> **To do**
1 > According to the Sony home-theater review, how long does the changer take to start playing a CD?
2 > Extend the Sony home-theater review past its last sentence.

> **Selected excerpt**
——
Sony DAV (2006 Dream system)

Steve Guttenberg
Ex-movie theater projectionist Steve Guttenberg has also worked as a high-end audio salesman, and as a record producer. Steve currently reviews audio products for CNET and works as a freelance writer for Stereophile.
Steve Guttenberg
8 min read
With a $900 list price, the Sony DAV-FX900W is poised at the high end of the company's 2006 home-theater-in-a-box (HTIB) lineup; only the $2,000 DAV-LF1H is more expensive. To be sure, the DAV-FX900W has an impressive list of desirable features: a sleek front head unit with a combined A/V receiver and five-disc DVD changer that provides HDMI output with 720p/1080i video upscaling; the ability to receive XM Satellite Radio (with an add-on antenna accessory and a subscription); and automatic speaker calibration. Moreover, the system boasts front and rear tower speakers, with the option to connect the rear ones wirelessly, obviating the need for running speaker cables from the front to the back of your room. The only problem was the Sony's sound--it certainly wasn't bad, but considering the hefty $900 price tag, we weren't altogether wowed by its sonic quality on DVD or CD. Notably, there are three less expensive all-in-one HTIBs you can buy from Sony. While they're not quite as slick-looking as the FX900W, they offer the same basic multidisc changer and HDMI capabilities. For a lot of consumers, any one of them may well be the better buy. For this new generation of so-called DVD Dream Systems, Sony moved away from the all-silver finish to a brushed black-and-silver look that we found quite handsome. The Sony DAV-FX900W's slot-loading disc mechanism eliminates the loading tray; you simply feed each disc into the slot on the front panel. But the changer takes its time loading and unloading discs, requiring almost 20 seconds to start playing a CD, 30 seconds to change discs, and 8 seconds to eject one. The low-profile receiver stands 2.75 inches high, 17.5 wide, and 16 deep. Build quality is unusually solid.
——
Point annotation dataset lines
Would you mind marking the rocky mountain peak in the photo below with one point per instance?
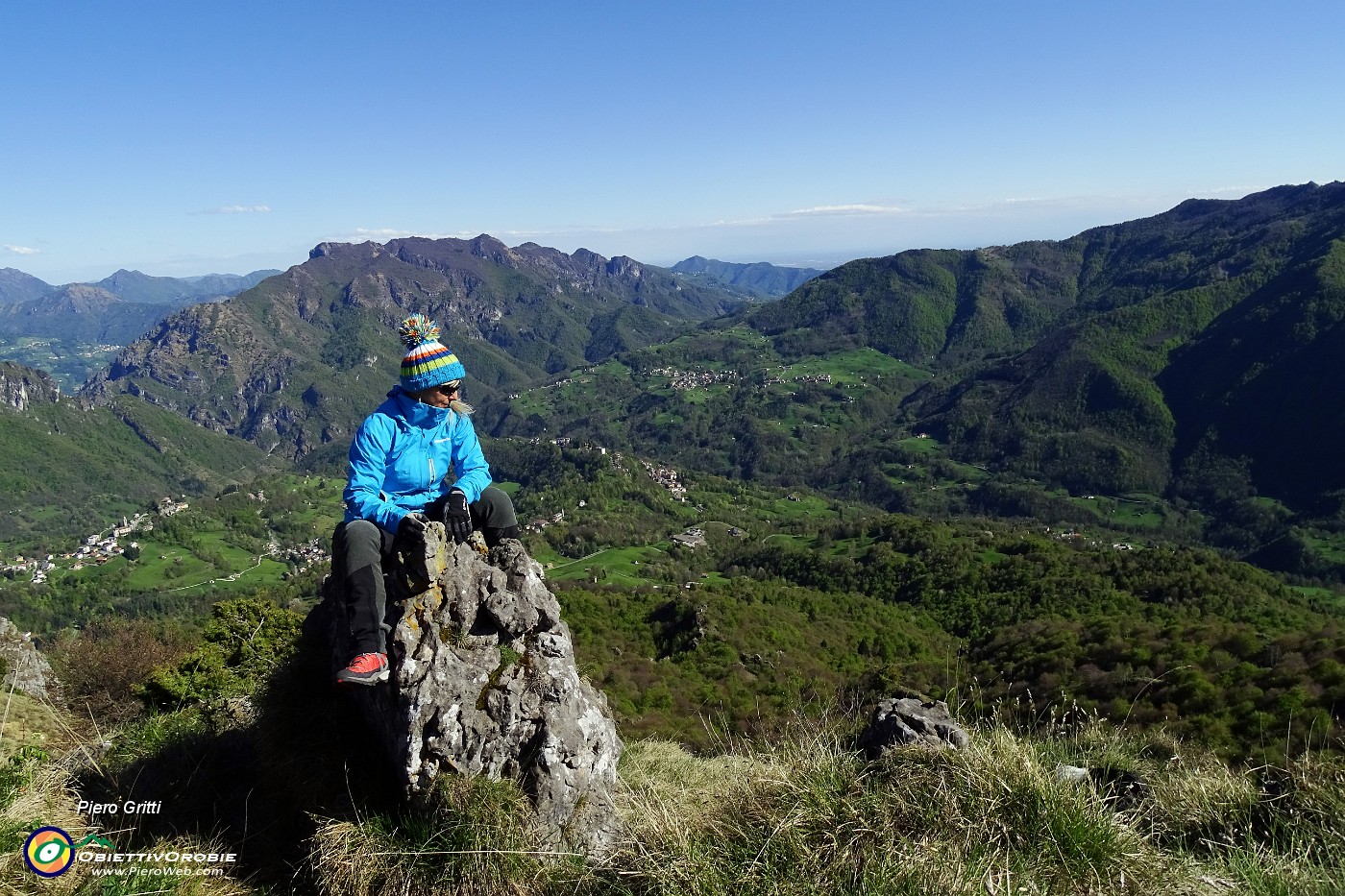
(22, 386)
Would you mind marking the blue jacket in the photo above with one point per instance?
(401, 456)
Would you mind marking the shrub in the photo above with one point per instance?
(245, 641)
(101, 667)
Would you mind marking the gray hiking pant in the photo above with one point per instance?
(359, 549)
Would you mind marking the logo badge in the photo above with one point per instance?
(49, 852)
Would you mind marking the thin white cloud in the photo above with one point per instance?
(235, 210)
(850, 208)
(383, 234)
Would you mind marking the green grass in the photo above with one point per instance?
(615, 567)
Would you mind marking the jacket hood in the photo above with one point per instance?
(417, 413)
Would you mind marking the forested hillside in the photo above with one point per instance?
(296, 362)
(1186, 361)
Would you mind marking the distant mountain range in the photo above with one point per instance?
(134, 287)
(70, 329)
(760, 280)
(296, 362)
(1194, 355)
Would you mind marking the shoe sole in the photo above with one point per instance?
(376, 680)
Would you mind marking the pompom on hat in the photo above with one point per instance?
(428, 363)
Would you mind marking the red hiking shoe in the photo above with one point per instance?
(366, 668)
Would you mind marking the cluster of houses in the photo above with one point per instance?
(695, 378)
(1078, 537)
(311, 552)
(772, 381)
(98, 547)
(538, 523)
(668, 478)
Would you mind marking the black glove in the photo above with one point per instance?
(457, 517)
(412, 527)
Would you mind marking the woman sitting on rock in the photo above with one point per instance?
(399, 482)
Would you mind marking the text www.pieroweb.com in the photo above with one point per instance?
(157, 872)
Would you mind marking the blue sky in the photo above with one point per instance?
(195, 137)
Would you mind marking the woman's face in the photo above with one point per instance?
(439, 396)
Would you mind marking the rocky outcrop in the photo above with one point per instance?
(483, 682)
(24, 668)
(22, 386)
(910, 720)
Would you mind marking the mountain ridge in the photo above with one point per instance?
(299, 359)
(759, 278)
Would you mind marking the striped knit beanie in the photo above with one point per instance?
(428, 363)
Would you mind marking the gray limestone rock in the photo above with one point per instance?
(24, 668)
(483, 682)
(910, 720)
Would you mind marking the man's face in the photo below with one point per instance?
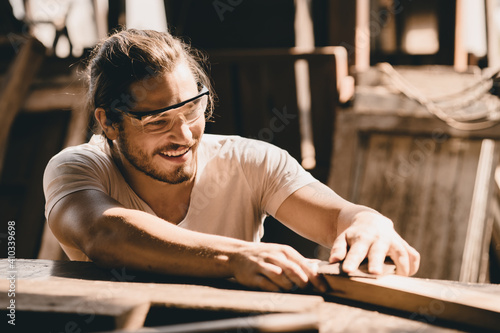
(167, 155)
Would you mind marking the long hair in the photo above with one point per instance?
(132, 55)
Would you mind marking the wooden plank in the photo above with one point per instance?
(405, 124)
(126, 313)
(343, 161)
(374, 166)
(85, 278)
(45, 99)
(15, 87)
(477, 235)
(303, 322)
(187, 297)
(476, 307)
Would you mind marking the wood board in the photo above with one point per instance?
(445, 300)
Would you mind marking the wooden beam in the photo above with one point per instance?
(15, 87)
(275, 323)
(422, 298)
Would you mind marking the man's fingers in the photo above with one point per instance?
(276, 274)
(262, 282)
(357, 253)
(414, 259)
(293, 273)
(376, 257)
(399, 255)
(339, 249)
(311, 268)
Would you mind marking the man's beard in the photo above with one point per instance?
(142, 162)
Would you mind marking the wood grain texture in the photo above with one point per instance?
(393, 155)
(422, 297)
(15, 87)
(88, 295)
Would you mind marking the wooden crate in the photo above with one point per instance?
(435, 182)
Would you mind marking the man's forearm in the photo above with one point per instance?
(124, 237)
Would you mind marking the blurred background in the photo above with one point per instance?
(417, 139)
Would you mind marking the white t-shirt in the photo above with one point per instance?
(238, 183)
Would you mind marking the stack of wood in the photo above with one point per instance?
(41, 111)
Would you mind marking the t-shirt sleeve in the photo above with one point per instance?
(273, 174)
(73, 170)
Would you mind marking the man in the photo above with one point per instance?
(153, 193)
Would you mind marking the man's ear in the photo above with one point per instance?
(110, 130)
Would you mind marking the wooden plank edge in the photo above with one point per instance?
——
> **Exercise answers**
1 > Almost 20 seconds.

2 >
The elegant main front and surround speakers are 23.25 inches tall and can be wall mounted as is, used with the short table stands, or mounted on the floor stands--both types are provided. When stand mounted, the speakers are 47.25 inches tall. Speaker-stand assembly is labor intensive and involves threading wires through the stand/bases; screwing together bases, columns, and brackets; and attaching the wireless electronics to the left surround speaker's base. The whole routine for all four speakers consumed 45 minutes but, thankfully, needs to be done only once. The circular wireless receiver/amplifier that fits under the left surround speaker's pedestal base needs to be plugged into an AC outlet, and you have to run a speaker wire across the back of the room to the other "wireless" surround speaker.


Sony DAV (2006 Dream system)

The Good

The Sony DAV-FX900W is a stylish, feature-packed, home-theater system that can be configured with wired or wireless surround speakers. Highlights include four tallboy speakers that can also be wall mounted, HDMI output with 720p/1080i video upscaling, automatic speaker calibration, and a front-panel input for portable audio players. The sleek receiver/five-disc changer plays DVDs, CDs, and SACDs, and the system is XM-ready.

The Bad

The slot-loading disc changer looks cool but slows things down. The remote control has some usability issues, and there's no direct control over subwoofer volume. While this machine can display DVD content via any video output, external devices using the composite- or component-video inputs must use those corresponding outputs.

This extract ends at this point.